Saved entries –
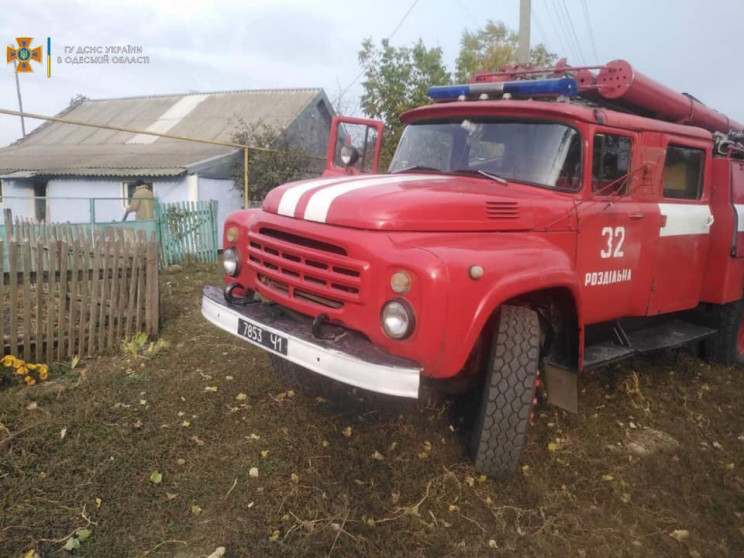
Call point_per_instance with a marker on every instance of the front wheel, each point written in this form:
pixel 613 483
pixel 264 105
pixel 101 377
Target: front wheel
pixel 500 429
pixel 727 346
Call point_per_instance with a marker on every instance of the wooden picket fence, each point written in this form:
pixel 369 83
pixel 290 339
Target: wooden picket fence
pixel 188 232
pixel 70 291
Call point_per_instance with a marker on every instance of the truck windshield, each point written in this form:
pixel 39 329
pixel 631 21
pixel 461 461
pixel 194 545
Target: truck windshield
pixel 546 154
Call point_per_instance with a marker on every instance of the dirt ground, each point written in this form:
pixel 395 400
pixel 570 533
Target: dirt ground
pixel 653 464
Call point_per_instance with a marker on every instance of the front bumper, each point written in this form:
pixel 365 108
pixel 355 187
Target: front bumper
pixel 351 358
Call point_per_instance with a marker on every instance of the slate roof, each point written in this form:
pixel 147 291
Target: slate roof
pixel 61 149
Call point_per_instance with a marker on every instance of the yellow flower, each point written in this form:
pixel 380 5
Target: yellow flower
pixel 12 362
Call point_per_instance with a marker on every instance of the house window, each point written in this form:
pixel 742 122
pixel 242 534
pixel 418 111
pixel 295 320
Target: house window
pixel 611 159
pixel 127 191
pixel 683 172
pixel 40 201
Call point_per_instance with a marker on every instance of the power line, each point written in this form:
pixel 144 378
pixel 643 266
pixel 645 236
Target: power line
pixel 467 12
pixel 572 30
pixel 405 16
pixel 540 27
pixel 560 29
pixel 591 31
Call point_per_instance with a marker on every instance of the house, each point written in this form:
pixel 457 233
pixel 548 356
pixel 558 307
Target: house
pixel 68 163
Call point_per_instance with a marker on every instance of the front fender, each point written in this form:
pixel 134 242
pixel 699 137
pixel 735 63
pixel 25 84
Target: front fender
pixel 514 264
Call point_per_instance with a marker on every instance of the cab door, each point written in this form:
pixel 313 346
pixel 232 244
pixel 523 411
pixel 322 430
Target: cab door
pixel 613 226
pixel 684 231
pixel 354 146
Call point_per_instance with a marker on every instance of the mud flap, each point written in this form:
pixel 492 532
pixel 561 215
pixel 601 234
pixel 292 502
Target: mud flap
pixel 562 387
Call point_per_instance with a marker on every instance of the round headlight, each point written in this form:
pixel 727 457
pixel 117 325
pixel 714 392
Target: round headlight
pixel 400 282
pixel 232 234
pixel 231 261
pixel 397 319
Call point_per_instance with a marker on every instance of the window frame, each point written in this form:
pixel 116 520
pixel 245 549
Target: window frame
pixel 701 175
pixel 590 169
pixel 126 199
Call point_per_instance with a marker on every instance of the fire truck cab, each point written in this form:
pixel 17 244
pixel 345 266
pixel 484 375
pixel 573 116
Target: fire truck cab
pixel 526 230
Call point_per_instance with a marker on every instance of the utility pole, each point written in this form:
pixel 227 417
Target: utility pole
pixel 20 102
pixel 523 51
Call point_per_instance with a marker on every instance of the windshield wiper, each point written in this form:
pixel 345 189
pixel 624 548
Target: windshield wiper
pixel 414 168
pixel 481 172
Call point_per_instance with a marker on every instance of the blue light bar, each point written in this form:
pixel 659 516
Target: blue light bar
pixel 494 89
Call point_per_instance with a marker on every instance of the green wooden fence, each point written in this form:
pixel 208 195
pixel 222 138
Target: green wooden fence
pixel 187 232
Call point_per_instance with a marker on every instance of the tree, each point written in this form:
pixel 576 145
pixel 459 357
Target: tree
pixel 492 47
pixel 268 169
pixel 396 79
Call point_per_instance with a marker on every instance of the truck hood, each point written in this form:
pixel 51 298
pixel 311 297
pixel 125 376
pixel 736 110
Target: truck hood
pixel 421 202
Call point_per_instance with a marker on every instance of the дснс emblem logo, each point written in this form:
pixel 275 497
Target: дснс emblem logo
pixel 24 54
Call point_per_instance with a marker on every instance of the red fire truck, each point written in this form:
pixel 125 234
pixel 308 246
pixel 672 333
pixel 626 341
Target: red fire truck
pixel 532 224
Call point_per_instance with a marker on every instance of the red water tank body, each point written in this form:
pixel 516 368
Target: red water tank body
pixel 618 82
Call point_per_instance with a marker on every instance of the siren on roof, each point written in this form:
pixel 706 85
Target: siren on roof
pixel 496 89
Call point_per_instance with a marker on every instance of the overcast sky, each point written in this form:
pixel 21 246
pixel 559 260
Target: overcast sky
pixel 247 44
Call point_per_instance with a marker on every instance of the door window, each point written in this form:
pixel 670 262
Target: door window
pixel 683 172
pixel 611 159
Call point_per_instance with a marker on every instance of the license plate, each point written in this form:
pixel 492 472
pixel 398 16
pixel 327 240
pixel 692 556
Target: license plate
pixel 259 335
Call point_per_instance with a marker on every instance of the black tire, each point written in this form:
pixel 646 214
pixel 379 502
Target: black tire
pixel 724 347
pixel 500 428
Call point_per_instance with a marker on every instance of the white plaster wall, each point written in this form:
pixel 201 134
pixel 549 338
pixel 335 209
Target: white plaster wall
pixel 19 207
pixel 106 210
pixel 228 198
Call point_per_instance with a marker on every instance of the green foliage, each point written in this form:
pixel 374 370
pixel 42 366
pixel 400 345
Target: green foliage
pixel 138 345
pixel 396 80
pixel 492 47
pixel 266 170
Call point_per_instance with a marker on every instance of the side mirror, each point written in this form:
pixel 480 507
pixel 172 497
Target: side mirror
pixel 354 146
pixel 349 155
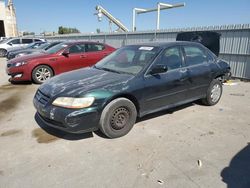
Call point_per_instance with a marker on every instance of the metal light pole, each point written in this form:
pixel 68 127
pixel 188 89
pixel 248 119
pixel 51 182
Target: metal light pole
pixel 160 6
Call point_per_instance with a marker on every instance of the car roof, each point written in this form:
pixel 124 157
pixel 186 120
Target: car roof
pixel 78 42
pixel 166 44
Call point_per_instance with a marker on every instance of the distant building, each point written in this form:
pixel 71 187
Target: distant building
pixel 8 25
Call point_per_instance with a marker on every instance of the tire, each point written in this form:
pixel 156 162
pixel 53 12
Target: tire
pixel 214 93
pixel 118 118
pixel 42 73
pixel 3 52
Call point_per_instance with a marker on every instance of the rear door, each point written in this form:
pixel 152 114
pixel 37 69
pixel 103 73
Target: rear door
pixel 168 88
pixel 198 69
pixel 94 53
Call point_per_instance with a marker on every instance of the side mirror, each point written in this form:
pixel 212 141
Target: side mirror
pixel 66 53
pixel 158 69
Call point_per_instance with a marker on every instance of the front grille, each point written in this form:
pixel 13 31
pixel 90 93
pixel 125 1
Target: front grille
pixel 42 98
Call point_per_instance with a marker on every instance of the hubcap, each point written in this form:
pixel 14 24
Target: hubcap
pixel 2 52
pixel 119 118
pixel 42 74
pixel 215 93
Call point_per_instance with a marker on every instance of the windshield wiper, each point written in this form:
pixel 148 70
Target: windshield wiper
pixel 110 70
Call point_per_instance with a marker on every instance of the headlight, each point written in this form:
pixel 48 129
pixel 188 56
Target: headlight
pixel 18 64
pixel 68 102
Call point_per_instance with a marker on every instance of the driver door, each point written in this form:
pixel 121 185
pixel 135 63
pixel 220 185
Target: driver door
pixel 168 88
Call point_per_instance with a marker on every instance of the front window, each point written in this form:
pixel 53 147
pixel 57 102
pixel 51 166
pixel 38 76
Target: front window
pixel 130 60
pixel 14 41
pixel 171 57
pixel 57 48
pixel 194 55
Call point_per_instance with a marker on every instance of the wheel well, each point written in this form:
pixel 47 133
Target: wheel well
pixel 44 65
pixel 129 97
pixel 220 77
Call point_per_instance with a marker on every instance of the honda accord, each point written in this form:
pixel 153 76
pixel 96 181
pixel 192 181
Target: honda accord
pixel 131 82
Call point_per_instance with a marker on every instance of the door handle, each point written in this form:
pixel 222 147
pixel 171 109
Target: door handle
pixel 183 70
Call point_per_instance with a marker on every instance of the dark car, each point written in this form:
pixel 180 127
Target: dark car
pixel 64 57
pixel 32 49
pixel 132 82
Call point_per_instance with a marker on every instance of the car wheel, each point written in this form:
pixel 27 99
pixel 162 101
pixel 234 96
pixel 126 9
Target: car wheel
pixel 3 52
pixel 41 73
pixel 118 118
pixel 214 93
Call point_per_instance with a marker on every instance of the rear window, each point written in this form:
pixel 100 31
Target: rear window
pixel 27 41
pixel 94 47
pixel 194 55
pixel 14 41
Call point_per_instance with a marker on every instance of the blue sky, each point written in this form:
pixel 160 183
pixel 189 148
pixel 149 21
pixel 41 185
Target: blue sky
pixel 48 15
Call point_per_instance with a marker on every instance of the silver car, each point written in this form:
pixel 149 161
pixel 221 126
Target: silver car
pixel 14 43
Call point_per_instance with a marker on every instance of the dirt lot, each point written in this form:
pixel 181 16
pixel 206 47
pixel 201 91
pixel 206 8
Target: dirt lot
pixel 191 146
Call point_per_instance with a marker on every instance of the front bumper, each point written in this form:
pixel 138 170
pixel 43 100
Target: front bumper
pixel 68 120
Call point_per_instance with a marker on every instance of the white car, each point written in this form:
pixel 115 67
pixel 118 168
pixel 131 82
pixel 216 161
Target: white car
pixel 14 43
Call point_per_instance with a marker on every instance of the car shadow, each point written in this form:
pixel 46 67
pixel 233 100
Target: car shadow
pixel 237 174
pixel 164 112
pixel 21 83
pixel 61 134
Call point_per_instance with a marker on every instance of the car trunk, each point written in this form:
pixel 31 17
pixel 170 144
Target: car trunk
pixel 209 39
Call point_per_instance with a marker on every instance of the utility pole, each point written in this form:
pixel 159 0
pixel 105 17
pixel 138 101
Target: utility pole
pixel 160 6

Task statement – Leave out every line above except those from the line with "pixel 714 392" up to and including the line with "pixel 624 548", and copy those exactly.

Expected answer –
pixel 714 392
Target: round headlight
pixel 400 282
pixel 232 234
pixel 231 261
pixel 397 319
Call point_per_instance with a marker on every instance of the window frame, each point written in this form:
pixel 116 520
pixel 245 549
Target: window frame
pixel 701 175
pixel 590 169
pixel 126 199
Call point_per_instance with a marker on every instance of the fire truck cab, each point written in this form:
pixel 17 244
pixel 345 266
pixel 484 375
pixel 573 116
Target: fire truck cab
pixel 526 230
Call point_per_instance with a marker on every instance of the utility pole, each point written in this form:
pixel 227 417
Target: utility pole
pixel 20 102
pixel 523 51
Call point_per_instance with a marker on every instance of the windshield wiper, each point written in this form:
pixel 345 189
pixel 624 548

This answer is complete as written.